• _Required task_
Transfer every line of the listing, from the line containing "the white washing" through the end of the listing, inclusive, adding 37 to each number in the answer coordinates and leaving all other numbers unchanged.

Begin Data excerpts

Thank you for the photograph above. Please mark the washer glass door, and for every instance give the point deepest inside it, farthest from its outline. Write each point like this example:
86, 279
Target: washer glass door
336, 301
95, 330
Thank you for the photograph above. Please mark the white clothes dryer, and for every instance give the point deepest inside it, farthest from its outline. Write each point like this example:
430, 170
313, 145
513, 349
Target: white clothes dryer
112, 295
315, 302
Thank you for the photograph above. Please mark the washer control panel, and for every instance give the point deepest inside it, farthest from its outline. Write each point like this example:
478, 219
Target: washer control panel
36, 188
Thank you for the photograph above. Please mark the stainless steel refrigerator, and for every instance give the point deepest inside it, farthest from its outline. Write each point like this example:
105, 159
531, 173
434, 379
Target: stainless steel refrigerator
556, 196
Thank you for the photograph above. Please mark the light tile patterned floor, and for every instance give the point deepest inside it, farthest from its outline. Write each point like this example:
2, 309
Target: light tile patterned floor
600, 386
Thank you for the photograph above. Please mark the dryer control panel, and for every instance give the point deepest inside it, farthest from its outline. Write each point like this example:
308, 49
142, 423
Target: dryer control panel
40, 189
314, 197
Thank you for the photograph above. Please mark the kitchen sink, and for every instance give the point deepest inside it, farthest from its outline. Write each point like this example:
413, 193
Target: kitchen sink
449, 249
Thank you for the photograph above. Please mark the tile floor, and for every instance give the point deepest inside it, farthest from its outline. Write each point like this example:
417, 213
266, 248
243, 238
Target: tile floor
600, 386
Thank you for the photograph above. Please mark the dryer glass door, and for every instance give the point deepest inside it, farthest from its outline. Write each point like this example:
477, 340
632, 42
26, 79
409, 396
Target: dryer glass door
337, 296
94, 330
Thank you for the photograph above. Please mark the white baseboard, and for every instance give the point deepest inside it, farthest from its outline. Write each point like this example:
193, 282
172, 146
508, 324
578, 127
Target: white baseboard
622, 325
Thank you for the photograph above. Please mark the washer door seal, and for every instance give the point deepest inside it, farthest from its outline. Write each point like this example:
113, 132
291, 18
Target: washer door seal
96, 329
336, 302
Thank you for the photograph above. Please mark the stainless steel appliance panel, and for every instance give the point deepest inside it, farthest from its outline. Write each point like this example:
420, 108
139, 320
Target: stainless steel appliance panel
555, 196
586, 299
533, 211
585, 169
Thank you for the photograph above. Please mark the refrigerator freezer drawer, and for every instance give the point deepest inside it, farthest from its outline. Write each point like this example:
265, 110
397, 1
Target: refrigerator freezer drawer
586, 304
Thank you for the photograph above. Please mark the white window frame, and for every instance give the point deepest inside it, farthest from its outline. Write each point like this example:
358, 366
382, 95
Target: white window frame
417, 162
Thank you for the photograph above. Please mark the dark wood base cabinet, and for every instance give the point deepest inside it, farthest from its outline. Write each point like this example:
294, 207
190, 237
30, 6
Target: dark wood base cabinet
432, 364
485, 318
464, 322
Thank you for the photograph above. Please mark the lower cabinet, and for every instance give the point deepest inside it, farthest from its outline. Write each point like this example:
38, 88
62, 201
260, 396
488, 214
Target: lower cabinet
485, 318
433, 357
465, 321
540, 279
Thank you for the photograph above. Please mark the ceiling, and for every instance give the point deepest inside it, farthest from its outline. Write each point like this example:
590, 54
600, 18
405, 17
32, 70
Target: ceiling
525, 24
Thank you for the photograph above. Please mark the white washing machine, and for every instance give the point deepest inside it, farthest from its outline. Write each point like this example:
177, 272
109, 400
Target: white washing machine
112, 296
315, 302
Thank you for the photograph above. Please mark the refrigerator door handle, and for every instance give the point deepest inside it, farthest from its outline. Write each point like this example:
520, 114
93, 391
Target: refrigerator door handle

End Data excerpts

• _Response below_
Thank you for the photograph above. Please mark the white washing machine, and for every instance give the point deepest inside it, farthest from its outline. Write each point like this example:
177, 272
109, 400
Target: white washing machine
149, 333
352, 339
Thank you for the photograph above. Please mark the refrigerator door handle, and for every instance give the point deepest inside it, farthest from its outline. Write each point like this example:
520, 114
93, 391
Target: refrigerator door handle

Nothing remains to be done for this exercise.